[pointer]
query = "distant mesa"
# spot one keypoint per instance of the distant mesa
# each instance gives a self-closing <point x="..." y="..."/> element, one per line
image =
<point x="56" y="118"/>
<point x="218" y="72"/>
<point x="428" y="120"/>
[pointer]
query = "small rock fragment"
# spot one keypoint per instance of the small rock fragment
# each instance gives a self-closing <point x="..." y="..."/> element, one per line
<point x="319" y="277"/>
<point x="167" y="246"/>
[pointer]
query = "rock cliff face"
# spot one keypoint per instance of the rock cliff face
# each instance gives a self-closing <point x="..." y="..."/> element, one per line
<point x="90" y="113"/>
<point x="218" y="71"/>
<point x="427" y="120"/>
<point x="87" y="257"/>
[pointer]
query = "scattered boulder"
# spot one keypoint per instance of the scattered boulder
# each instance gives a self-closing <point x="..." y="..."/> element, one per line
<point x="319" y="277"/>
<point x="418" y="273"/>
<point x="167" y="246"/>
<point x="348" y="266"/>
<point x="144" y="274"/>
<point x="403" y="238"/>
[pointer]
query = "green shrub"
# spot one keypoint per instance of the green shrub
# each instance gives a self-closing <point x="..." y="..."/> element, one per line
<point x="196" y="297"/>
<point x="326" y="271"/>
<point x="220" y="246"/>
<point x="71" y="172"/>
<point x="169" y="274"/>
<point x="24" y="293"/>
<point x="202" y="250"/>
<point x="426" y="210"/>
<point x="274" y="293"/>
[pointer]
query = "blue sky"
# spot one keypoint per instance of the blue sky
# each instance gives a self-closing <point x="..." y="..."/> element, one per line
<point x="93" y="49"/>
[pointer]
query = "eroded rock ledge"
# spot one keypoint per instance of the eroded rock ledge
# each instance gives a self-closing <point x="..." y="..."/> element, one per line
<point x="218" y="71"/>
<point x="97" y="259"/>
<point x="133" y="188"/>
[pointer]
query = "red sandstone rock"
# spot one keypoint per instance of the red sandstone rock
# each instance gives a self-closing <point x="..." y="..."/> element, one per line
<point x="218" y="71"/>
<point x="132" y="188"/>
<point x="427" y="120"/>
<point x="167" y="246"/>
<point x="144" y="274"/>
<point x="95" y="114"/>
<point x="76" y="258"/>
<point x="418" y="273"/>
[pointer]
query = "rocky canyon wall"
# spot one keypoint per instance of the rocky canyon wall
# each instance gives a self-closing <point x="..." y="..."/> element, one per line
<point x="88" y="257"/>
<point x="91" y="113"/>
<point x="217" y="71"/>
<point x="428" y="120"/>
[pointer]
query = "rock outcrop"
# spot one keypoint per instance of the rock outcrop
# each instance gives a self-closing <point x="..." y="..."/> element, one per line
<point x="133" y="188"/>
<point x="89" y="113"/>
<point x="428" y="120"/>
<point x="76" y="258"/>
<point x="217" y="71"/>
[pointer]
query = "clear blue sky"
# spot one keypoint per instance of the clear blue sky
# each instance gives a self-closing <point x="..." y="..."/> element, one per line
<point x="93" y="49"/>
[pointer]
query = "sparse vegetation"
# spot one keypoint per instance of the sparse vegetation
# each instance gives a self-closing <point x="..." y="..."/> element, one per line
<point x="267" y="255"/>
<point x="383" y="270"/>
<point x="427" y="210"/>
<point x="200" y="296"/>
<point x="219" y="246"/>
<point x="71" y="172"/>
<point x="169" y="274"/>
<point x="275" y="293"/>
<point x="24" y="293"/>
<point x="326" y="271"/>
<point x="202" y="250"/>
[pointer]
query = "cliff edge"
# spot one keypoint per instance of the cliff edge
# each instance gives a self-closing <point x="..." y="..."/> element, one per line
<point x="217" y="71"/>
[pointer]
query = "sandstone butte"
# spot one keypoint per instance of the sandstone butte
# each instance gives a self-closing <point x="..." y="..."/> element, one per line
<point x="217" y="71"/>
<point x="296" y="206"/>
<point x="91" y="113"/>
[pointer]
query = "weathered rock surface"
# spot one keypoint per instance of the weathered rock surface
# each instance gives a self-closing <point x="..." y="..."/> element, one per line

####

EXERCISE: Extract every line in the records that contains the string "boulder", and reproduce each one unchanged.

ANSWER FOR THIS EXERCISE:
query = "scattered boulder"
# spot one keypoint per instance of the scattered boulder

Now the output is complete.